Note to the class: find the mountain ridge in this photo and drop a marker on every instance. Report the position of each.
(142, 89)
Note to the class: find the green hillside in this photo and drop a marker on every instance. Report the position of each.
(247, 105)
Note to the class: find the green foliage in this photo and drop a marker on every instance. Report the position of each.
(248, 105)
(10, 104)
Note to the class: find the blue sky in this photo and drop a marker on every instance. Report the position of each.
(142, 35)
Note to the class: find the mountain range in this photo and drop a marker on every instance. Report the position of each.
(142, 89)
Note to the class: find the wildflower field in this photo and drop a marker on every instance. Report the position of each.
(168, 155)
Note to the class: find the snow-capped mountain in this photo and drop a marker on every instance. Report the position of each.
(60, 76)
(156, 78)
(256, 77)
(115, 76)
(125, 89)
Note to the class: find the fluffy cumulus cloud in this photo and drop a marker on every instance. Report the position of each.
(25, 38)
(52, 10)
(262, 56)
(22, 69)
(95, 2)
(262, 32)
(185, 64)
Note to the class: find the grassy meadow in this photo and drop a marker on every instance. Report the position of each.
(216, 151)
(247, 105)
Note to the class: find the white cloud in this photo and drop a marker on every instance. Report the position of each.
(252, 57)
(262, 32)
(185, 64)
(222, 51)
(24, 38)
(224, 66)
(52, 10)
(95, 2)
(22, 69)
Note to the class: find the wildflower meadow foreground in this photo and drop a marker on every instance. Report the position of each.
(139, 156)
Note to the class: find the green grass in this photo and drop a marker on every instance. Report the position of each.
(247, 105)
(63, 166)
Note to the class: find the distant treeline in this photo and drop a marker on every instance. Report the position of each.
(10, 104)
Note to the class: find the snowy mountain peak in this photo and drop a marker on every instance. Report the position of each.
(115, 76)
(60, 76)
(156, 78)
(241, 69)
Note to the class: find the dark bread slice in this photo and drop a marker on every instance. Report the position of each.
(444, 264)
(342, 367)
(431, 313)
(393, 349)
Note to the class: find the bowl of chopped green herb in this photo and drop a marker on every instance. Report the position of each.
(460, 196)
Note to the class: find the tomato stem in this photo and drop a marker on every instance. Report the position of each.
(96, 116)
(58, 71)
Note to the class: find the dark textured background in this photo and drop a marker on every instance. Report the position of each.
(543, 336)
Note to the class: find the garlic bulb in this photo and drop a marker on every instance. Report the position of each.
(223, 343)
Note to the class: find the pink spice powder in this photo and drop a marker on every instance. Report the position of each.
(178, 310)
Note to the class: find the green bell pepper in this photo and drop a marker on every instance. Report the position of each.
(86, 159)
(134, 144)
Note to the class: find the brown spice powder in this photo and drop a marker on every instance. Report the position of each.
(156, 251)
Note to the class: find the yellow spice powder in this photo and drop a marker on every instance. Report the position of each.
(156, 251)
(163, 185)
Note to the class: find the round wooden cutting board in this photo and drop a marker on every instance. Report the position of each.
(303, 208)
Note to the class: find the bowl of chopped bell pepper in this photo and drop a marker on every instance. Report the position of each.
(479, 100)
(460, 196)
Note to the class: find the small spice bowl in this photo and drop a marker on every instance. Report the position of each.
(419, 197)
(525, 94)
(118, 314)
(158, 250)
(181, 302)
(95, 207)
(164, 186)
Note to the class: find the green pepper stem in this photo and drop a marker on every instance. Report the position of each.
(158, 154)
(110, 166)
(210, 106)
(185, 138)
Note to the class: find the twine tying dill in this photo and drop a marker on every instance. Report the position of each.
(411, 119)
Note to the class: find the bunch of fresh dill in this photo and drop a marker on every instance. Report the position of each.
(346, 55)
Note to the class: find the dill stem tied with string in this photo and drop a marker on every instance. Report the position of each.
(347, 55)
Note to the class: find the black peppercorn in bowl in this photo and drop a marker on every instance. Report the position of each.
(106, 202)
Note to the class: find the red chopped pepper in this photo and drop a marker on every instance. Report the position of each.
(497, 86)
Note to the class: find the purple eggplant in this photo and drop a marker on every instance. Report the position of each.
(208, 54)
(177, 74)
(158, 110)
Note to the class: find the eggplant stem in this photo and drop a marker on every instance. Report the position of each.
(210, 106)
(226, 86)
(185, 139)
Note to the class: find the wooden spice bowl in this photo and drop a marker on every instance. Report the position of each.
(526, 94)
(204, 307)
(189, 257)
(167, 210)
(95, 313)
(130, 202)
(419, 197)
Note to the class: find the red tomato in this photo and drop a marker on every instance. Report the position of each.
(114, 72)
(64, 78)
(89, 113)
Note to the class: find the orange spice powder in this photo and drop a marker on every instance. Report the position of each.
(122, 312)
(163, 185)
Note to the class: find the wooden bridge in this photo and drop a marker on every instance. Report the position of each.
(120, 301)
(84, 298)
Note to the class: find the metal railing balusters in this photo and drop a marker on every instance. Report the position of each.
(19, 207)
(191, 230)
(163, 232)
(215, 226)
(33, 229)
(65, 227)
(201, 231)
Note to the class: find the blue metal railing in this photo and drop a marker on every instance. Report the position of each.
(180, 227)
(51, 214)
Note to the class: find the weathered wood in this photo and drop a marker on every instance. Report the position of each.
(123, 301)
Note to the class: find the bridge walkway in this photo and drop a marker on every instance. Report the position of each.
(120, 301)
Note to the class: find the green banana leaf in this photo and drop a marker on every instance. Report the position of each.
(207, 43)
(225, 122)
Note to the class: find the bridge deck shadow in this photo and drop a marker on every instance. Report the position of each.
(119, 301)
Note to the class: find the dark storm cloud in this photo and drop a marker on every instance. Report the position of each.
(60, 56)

################

Exercise requirements: Give a word-for-word copy of the records.

Expected output:
Note to the class: find the mountain ridge in this photo and drop a marker on every instance. Report the position of each.
(142, 89)
Note to the class: find the green hillside in this photo and drop a marker on every instance. Report the position of each.
(247, 105)
Note to the class: find the green foliage in this photo and drop a marker on every instance. Report the position of each.
(248, 105)
(10, 104)
Note to the class: find the blue sky in this photo and drop a marker on every instance. Report the position of each.
(142, 35)
Note to the class: find the mountain range in this photo and drop a marker on every instance. Report the position of each.
(142, 89)
Note to the class: find the wildflower field in this photo and drop a marker on every instance. Report the position of each.
(168, 155)
Note to the class: find the snow-capped mountain in this photo and drop a marker on every instance. Report the position of each.
(60, 76)
(156, 78)
(256, 77)
(115, 76)
(125, 89)
Note to the class: find the fluffy cumulus cloud in this photo and drop a marker on every instance. Report the position of each.
(25, 38)
(52, 10)
(262, 56)
(22, 69)
(95, 2)
(262, 32)
(185, 64)
Note to the class: find the grassy meadow in this photo and drop a marker on every instance. Report the position of each.
(216, 151)
(247, 105)
Note to the class: find the white cloud in this photo and drop a marker on every instance. Report the position of each.
(252, 57)
(262, 32)
(185, 64)
(222, 51)
(24, 38)
(224, 66)
(52, 10)
(95, 2)
(22, 69)
Note to the class: find the wildflower meadow foreground in this photo and drop a marker on every instance. Report the position of each.
(139, 156)
Note to the class: find the green grass in this photo and drop a marker on every instance. Report the position of each.
(247, 105)
(63, 166)
Note to the class: find the distant treeline in this photo and drop a marker on every instance. Report the position of each.
(10, 104)
Note to the class: find the snowy mountain peak in this photo and drop a marker on every instance. Report the position of each.
(115, 76)
(60, 76)
(156, 78)
(241, 69)
Note to the class: find the dark bread slice in this photo and drop a marker on every instance. Report the position of each.
(444, 264)
(342, 367)
(431, 313)
(393, 349)
Note to the class: find the bowl of chopped green herb in this photo and drop a marker on every instance. Report the position of each.
(460, 196)
Note to the class: find the tomato stem in this photo and drop a marker on every instance. Report the position of each.
(96, 116)
(58, 71)
Note to the class: find the dark textured background in this photo and drop a marker on every instance. Report the position of each.
(543, 336)
Note to the class: find the garlic bulb in this photo and drop a marker on every instance. Report the position of each.
(223, 343)
Note to the class: find the pink spice powder in this photo and drop a marker on every instance. Report the position of each.
(178, 310)
Note to the class: find the green bell pepper in this photo and drop a marker on every instance. Report the position of each.
(86, 159)
(134, 144)
Note to the class: find the brown spice powder in this photo and drop a marker on every instance. Report the position of each.
(156, 251)
Note to the class: find the yellow spice powder in this photo and drop a marker on every instance. Report the position of each.
(156, 251)
(163, 185)
Note to the class: find the round wooden cutting board in this photo and drop a marker on every instance. Report the position of each.
(303, 208)
Note to the class: find the bowl of chopped bell pepper in this photo and drop a marker on every instance. Report the position of each.
(479, 100)
(460, 196)
Note to the class: find the small spice bowl in this photo and drop a marker on every instance. Report the position of each.
(419, 197)
(525, 94)
(118, 314)
(158, 250)
(181, 302)
(95, 207)
(164, 186)
Note to the class: find the green pepper stem in this photo and drop a marker on every instance. Report the position of each.
(158, 154)
(110, 166)
(210, 106)
(185, 138)
Note to the class: find the twine tying dill in this photo and drop a marker on every instance. Report the position of each.
(411, 119)
Note to the class: find the bunch of fresh dill in this photo and drop a marker on every instance. Report the position of each.
(346, 55)
Note to the class: find the dill stem tied with string in this photo and drop a marker on every instance. Report the position of each.
(347, 55)
Note to the class: find the black peppercorn in bowl in this photo and drop a marker on every instance. Report the position of each.
(106, 202)
Note to the class: find the red chopped pepper in this photo and drop a marker on every instance. Report the position of each.
(497, 86)
Note to the class: find the purple eggplant in this photo and drop a marker on every instance. Report the position of each.
(208, 54)
(177, 74)
(158, 110)
Note to the class: find the eggplant stem in this photo and drop a marker on every instance. Report the position of each.
(210, 106)
(226, 86)
(185, 139)
Note to the class: find the wooden spice bowl in this photo and drop a marker on every instance. Report the position of each.
(526, 94)
(204, 307)
(189, 257)
(167, 210)
(95, 313)
(130, 202)
(419, 197)
Note to the class: find the red tomato in this photo and drop a marker on every instance. Report the position of each.
(114, 72)
(64, 78)
(89, 113)
Note to the class: find the orange spice powder in this photo and drop a marker on every instance. Report the position of each.
(122, 312)
(163, 185)
Note to the class: find the wooden bridge in this photo and drop a marker on every instance. Report the position of each.
(120, 301)
(84, 298)
Note to the class: find the metal railing balusters in this photo and drop a marker on every instance. Report the position of each.
(19, 207)
(191, 230)
(163, 232)
(215, 226)
(33, 229)
(65, 227)
(201, 231)
Note to the class: find the blue metal railing in this photo and drop a marker on every instance. Report the position of each.
(180, 227)
(51, 214)
Note to the class: find the weathered wood in this photo and drop a marker on every instance. Report the position of each.
(123, 301)
Note to the class: find the bridge walkway in this photo and drop a marker on every instance. Report the position of each.
(120, 301)
Note to the class: find the green banana leaf in this photo and drop a marker on every instance. Report the position of each.
(207, 43)
(225, 122)
Note to the class: find the bridge deck shadow in this photo and drop a marker on every instance. Report the position of each.
(119, 301)
Note to the class: find the dark storm cloud in this photo and drop a marker on every instance. Report the position of each.
(60, 56)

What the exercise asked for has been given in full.